**SHORT PROBLEM**. Pictures do not belong in the copy. Return all of the entries exactly.
[Start of INPUT FOR THIS TASK]
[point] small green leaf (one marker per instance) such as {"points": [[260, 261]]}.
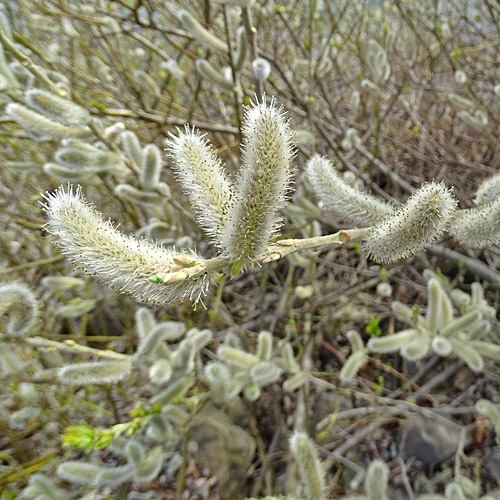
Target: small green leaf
{"points": [[373, 329], [104, 440], [236, 267], [98, 106]]}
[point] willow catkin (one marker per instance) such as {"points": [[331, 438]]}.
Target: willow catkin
{"points": [[341, 199], [57, 108], [20, 306], [122, 262], [203, 179], [310, 468], [264, 183], [412, 227], [477, 227], [151, 167], [101, 372]]}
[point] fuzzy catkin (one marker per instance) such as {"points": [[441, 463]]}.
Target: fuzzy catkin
{"points": [[101, 372], [122, 262], [477, 227], [341, 199], [264, 183], [151, 167], [20, 305], [391, 343], [414, 226], [310, 468], [261, 69], [204, 180], [264, 346], [57, 108]]}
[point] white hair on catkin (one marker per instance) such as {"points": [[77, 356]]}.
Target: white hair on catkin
{"points": [[263, 185], [120, 261], [341, 199], [414, 226], [203, 179]]}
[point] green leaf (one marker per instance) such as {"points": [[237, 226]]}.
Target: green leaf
{"points": [[373, 329], [236, 267]]}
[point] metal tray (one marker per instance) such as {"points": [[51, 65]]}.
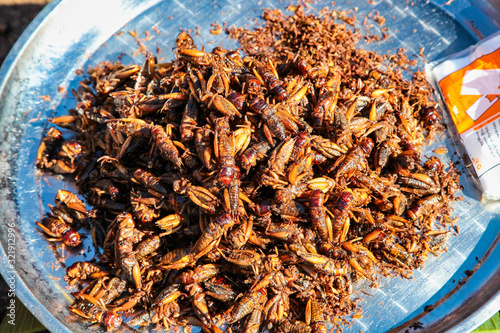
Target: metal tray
{"points": [[455, 292]]}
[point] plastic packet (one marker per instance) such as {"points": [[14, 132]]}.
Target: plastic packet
{"points": [[469, 85]]}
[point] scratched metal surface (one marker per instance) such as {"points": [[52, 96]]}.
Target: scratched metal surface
{"points": [[70, 35]]}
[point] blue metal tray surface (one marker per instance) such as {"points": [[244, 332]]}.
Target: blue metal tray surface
{"points": [[454, 292]]}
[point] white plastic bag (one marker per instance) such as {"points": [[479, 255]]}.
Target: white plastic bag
{"points": [[469, 84]]}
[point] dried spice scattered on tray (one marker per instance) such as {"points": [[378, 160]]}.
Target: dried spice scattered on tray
{"points": [[249, 191]]}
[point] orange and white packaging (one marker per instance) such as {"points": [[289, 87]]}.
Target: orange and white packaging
{"points": [[469, 83]]}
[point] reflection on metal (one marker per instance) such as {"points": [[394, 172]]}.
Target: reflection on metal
{"points": [[72, 34]]}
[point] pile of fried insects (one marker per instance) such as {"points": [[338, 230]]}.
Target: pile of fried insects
{"points": [[249, 192]]}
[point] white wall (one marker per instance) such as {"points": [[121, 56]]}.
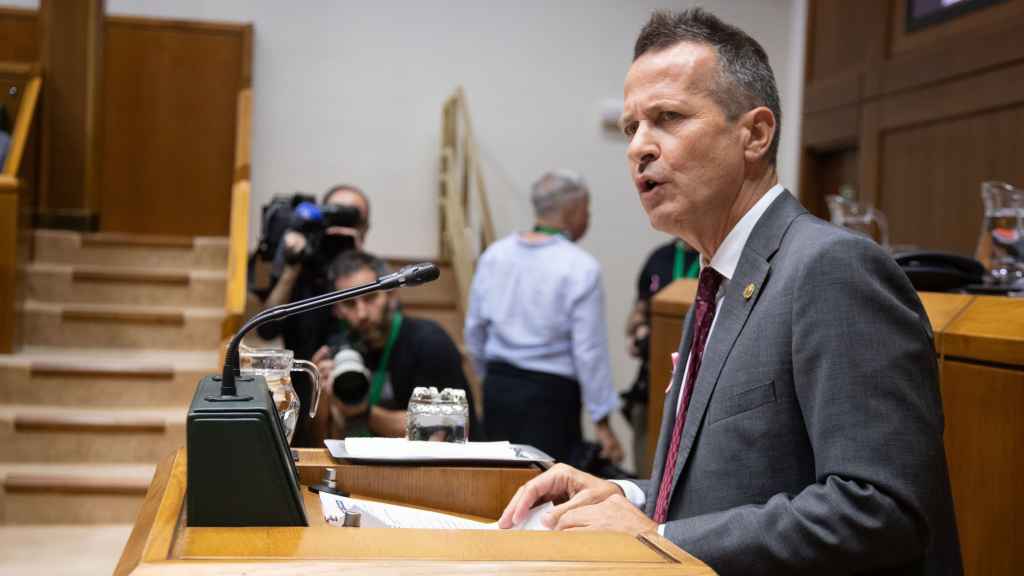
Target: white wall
{"points": [[351, 91]]}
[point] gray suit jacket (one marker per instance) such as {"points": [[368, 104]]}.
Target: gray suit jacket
{"points": [[813, 442]]}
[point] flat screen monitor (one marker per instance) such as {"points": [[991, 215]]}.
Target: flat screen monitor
{"points": [[926, 12]]}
[End of INPUT FOR THIS TASK]
**SOLUTION TO THIS PROBLEM**.
[point] small green leaf (one marker per instance) such as {"points": [[260, 261]]}.
Target: small green leaf
{"points": [[373, 329], [104, 440], [236, 267], [98, 106]]}
[point] willow catkin (one marker per instance) such as {"points": [[331, 438]]}.
Target: willow catkin
{"points": [[341, 199], [57, 108], [20, 306], [122, 262], [203, 179], [310, 468], [264, 183], [412, 227], [477, 227], [151, 167], [101, 372]]}
[point] fuzzy catkin (one marker per instance) such as {"points": [[441, 463]]}.
Target: fuzzy catkin
{"points": [[101, 372], [122, 262], [477, 227], [341, 199], [264, 183], [151, 167], [20, 305], [391, 343], [414, 226], [310, 468], [261, 69], [204, 180], [264, 346], [57, 108]]}
[point] white hair on catkin (one marker per instance) such as {"points": [[77, 356]]}.
Target: white hair on catkin
{"points": [[263, 185], [120, 261], [341, 199], [414, 226], [203, 179]]}
[point] green leaf (one marker per instance) such as {"points": [[237, 226]]}.
Target: green leaf
{"points": [[373, 329], [236, 267]]}
[point] metal tray (one marker per instance) such as {"points": [[51, 65]]}.
Target: metal tray
{"points": [[455, 292]]}
[point] plastic packet (one marker per instance) such as {"points": [[14, 132]]}.
Target: plastic packet
{"points": [[469, 85]]}
[point] scratched metal surface (one marker per instance) such as {"points": [[52, 96]]}.
Target: scratched metal surface
{"points": [[70, 35]]}
[point] blue metal tray surface (one marker per instance) such as {"points": [[244, 332]]}.
Target: blue metal tray surface
{"points": [[454, 292]]}
[point] white plastic bag (one marker per instance) such as {"points": [[479, 255]]}.
Target: white plastic bag
{"points": [[469, 84]]}
[point] dried spice scattered on tray (one marker per instance) such as {"points": [[378, 160]]}.
Target: dried spice scattered on tray
{"points": [[249, 191]]}
[point] orange and white packaging (one marker per instance) such as {"points": [[289, 87]]}.
Target: orange and white packaging
{"points": [[469, 83]]}
[point] reflection on metal (one marker per instance) such as {"points": [[394, 172]]}.
Target: reflection on metal
{"points": [[72, 34]]}
[point] pile of fried insects (one marker per instance) such as {"points": [[338, 230]]}.
Target: pile of fried insects
{"points": [[249, 192]]}
[point] white wall (one marker per instance) such as {"points": [[121, 56]]}.
Target: white wall
{"points": [[351, 91]]}
[point] gray suit jacket (one marker per instance) such as {"points": [[368, 104]]}.
Target: gray suit jacket
{"points": [[813, 442]]}
[point] flat screen monitor (one marker per instance) such as {"points": [[991, 215]]}.
Target: flat screen monitor
{"points": [[926, 12]]}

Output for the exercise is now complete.